Brief ::
From the line containing "Note: for this drill we locate the black running" through the last line of the data, return those lines exactly as written and nothing more.

============================================================

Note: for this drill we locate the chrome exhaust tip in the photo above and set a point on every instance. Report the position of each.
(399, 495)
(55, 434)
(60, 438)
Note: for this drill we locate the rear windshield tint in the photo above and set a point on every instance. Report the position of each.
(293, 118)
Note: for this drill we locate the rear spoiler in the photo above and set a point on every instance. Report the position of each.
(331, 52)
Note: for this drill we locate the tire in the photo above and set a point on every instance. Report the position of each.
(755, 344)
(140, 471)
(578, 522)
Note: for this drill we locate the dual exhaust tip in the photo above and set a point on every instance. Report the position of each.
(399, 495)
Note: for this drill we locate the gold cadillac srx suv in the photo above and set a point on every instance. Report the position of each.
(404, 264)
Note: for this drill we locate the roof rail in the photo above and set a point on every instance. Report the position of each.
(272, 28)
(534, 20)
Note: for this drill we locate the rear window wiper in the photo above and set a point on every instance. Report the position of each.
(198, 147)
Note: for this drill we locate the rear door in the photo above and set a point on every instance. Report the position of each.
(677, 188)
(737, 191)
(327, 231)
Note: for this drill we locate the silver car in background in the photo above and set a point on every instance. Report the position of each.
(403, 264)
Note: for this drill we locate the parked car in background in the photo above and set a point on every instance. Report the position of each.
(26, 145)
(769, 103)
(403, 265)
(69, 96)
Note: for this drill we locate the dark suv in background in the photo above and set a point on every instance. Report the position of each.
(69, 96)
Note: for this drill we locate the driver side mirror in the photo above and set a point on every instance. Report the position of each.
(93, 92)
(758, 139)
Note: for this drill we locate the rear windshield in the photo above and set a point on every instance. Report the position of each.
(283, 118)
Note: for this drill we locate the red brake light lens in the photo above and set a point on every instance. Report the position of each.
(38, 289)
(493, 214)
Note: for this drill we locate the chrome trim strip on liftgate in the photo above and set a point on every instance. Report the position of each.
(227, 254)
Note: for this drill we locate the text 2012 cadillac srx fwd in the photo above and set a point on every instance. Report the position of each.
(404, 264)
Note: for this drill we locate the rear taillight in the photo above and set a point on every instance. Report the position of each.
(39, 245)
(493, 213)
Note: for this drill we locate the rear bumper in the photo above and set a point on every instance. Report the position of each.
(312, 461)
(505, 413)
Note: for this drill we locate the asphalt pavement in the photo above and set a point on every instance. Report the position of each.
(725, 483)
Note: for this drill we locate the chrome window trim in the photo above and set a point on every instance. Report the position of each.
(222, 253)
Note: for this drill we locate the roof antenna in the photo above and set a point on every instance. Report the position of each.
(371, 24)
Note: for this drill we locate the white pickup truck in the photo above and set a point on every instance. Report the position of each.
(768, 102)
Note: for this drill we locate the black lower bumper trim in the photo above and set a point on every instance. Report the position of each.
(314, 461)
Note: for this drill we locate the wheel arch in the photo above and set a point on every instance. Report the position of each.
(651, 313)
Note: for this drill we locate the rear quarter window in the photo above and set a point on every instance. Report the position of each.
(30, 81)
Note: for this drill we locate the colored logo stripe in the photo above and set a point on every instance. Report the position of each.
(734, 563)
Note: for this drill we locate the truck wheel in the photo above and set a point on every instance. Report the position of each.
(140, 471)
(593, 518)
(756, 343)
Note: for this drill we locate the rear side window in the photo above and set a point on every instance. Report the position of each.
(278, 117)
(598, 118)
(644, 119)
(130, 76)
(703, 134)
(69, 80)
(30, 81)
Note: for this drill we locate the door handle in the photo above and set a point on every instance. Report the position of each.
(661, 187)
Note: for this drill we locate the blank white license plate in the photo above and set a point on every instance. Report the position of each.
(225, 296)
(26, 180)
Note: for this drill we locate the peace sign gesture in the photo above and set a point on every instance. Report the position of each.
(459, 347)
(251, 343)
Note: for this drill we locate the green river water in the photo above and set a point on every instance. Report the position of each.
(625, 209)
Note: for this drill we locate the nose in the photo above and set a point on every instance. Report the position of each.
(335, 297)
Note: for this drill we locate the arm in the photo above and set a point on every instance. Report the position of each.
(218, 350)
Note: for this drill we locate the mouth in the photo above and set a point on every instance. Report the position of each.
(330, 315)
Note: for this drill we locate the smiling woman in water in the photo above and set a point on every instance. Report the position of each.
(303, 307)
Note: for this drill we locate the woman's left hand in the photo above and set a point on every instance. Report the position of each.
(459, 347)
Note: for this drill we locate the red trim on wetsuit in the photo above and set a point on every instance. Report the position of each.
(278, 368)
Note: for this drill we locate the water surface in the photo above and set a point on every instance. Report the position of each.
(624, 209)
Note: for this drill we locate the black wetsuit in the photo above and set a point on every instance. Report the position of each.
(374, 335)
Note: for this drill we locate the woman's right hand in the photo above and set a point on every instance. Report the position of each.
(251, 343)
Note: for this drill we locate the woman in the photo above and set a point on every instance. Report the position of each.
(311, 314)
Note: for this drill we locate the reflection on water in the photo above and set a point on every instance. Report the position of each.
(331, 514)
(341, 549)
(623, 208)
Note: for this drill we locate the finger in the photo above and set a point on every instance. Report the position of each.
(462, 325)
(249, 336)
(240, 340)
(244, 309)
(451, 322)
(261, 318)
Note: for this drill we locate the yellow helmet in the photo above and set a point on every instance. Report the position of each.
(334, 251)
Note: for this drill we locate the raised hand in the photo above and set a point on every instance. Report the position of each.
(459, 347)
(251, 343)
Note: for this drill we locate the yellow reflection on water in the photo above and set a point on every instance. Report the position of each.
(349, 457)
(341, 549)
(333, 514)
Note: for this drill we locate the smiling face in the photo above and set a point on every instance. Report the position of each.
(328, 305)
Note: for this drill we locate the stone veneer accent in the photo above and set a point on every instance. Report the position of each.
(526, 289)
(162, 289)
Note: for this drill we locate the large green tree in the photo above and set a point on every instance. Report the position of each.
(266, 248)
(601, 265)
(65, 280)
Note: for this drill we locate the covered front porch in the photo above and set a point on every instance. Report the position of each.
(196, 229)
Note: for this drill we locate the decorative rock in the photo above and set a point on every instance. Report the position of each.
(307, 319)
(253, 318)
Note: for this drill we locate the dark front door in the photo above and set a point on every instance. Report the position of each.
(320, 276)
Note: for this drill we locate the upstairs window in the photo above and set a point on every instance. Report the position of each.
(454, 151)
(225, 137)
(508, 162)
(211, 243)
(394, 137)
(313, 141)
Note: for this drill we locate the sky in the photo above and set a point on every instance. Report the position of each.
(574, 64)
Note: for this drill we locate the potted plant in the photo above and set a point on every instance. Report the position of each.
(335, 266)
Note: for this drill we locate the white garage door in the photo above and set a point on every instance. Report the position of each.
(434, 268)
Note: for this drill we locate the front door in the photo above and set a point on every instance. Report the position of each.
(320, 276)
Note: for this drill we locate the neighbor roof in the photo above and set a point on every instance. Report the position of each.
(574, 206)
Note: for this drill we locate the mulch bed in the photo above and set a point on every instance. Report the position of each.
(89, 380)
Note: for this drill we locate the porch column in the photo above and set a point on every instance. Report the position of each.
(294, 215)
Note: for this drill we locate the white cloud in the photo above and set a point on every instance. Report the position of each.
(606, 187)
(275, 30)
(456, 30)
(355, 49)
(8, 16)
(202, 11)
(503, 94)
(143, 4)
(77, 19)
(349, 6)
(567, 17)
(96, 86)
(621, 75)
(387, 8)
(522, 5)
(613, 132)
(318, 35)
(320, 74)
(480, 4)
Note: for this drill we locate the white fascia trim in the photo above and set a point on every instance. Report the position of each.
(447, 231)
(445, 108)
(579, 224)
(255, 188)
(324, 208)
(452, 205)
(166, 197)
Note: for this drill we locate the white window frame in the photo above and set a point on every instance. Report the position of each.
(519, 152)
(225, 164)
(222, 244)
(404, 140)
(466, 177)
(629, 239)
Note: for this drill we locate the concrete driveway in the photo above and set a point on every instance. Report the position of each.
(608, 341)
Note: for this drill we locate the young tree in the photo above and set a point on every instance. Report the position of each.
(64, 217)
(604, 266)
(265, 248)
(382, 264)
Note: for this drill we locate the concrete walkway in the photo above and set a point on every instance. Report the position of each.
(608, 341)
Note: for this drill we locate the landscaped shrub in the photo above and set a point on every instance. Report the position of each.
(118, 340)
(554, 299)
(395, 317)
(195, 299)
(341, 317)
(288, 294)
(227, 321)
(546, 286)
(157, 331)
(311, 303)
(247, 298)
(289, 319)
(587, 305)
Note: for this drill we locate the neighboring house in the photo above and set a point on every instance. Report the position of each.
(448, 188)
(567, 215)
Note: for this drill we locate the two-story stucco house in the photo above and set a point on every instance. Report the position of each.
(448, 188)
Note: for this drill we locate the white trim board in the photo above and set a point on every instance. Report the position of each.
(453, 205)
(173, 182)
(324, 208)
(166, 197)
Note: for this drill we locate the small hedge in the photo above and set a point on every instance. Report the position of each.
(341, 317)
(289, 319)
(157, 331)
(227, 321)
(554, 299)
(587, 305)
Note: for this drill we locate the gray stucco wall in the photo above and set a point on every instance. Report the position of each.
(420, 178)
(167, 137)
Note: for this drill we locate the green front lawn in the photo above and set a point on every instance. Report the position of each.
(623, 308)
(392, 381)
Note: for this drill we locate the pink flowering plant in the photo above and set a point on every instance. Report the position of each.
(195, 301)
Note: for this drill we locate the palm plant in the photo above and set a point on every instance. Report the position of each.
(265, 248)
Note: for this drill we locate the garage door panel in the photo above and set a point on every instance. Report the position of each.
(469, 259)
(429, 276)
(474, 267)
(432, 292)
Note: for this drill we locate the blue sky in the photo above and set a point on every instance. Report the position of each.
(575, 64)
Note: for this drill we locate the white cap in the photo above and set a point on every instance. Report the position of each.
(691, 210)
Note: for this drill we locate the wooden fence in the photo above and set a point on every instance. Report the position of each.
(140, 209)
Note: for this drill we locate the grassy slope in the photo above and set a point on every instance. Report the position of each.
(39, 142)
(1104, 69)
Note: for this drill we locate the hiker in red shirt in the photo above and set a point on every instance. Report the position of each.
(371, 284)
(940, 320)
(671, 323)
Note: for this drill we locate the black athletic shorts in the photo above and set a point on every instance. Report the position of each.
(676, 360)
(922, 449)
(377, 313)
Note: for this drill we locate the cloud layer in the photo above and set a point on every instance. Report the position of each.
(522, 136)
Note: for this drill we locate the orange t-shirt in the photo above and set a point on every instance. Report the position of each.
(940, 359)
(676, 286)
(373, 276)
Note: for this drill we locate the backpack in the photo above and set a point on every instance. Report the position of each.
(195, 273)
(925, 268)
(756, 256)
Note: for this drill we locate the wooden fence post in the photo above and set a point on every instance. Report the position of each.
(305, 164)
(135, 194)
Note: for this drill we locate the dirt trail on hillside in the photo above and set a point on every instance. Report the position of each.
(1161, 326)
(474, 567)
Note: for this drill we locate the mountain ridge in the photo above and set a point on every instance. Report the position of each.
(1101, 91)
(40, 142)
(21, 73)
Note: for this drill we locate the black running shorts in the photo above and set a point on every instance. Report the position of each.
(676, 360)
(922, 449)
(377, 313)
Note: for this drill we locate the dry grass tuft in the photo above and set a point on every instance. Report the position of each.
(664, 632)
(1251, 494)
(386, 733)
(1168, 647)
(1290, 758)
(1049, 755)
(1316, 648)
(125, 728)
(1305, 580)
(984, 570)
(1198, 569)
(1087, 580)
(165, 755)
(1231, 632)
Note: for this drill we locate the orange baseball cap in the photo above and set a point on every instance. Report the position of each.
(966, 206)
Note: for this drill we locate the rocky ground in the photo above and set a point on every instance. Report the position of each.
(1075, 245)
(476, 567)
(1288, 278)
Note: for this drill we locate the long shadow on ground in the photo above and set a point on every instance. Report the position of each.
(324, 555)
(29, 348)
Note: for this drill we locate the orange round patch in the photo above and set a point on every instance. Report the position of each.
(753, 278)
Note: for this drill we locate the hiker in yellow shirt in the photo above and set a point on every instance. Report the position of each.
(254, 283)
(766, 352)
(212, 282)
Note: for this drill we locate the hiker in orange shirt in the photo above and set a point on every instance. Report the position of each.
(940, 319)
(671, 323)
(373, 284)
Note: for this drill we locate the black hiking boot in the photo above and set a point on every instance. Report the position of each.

============================================================

Task answer ::
Note: for this drill we locate the black running shorts in the photo above and set a point on every instance. Report the position of each.
(676, 360)
(922, 449)
(377, 313)
Note: for this drill we locate the dry grass tuft in the photo above and set a point on every instance. Report the position of each.
(664, 632)
(1251, 494)
(386, 733)
(1168, 647)
(1290, 758)
(1049, 755)
(1316, 648)
(125, 728)
(1305, 580)
(984, 570)
(1198, 569)
(1087, 580)
(165, 755)
(1231, 632)
Note: for this drill we locate the orange baseball cap in the photo above and set a point on every instance. Report the position of each.
(966, 206)
Note: for this drill we locate the rocky ground in the photo above and set a point on every instance. Report the position of each.
(1075, 245)
(476, 567)
(1288, 278)
Note: for this drill we locate the long shadow on ground in the photo above and set a point on every instance. Report the position of each.
(324, 555)
(29, 348)
Note: for this drill we locate the orange round patch in the photo above and set a point on every instance. Report the position of each.
(753, 278)
Note: for this drill we locate the hiker in yellow shirt in the photo above and set a point on every instance. Report the position of each.
(254, 283)
(766, 352)
(212, 282)
Note: for this drill we locate the hiker in orange shirt in the photo above and set a point on every instance. Report the position of each.
(940, 319)
(671, 323)
(373, 284)
Note: for this drill we locate the black hiking boot in the photo above and set a point on every instance. Report the position of each.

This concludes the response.